• _Exercise instructions_
Images excluded, repeat each entry below exactly.

=== Material provided ===

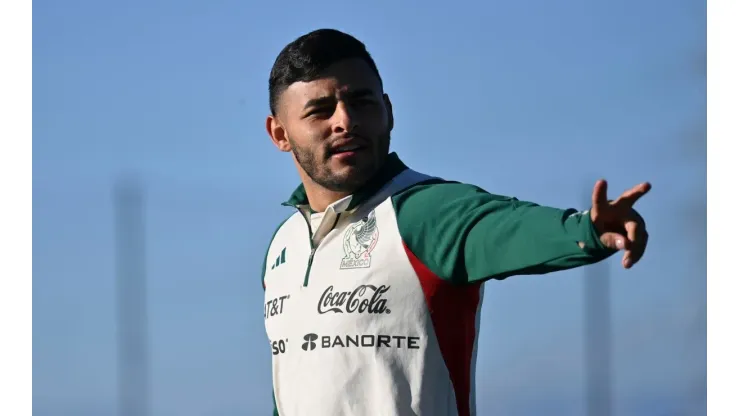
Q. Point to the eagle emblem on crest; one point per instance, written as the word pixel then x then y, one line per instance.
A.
pixel 359 241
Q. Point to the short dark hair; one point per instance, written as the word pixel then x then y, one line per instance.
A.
pixel 307 57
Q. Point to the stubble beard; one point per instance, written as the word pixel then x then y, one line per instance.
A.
pixel 320 172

===

• _Answer section_
Q. Point to the eagle emblem on crest; one point per instance, written as the word pixel then x then y, one line per instance.
A.
pixel 359 241
Q. Point to the short dark hair; one point per instance, written as the word pixel then x then y, one line per instance.
A.
pixel 307 57
Q. Point to the stubble beard; one point per instance, written as the word pixel then x then y, one line per instance.
A.
pixel 320 172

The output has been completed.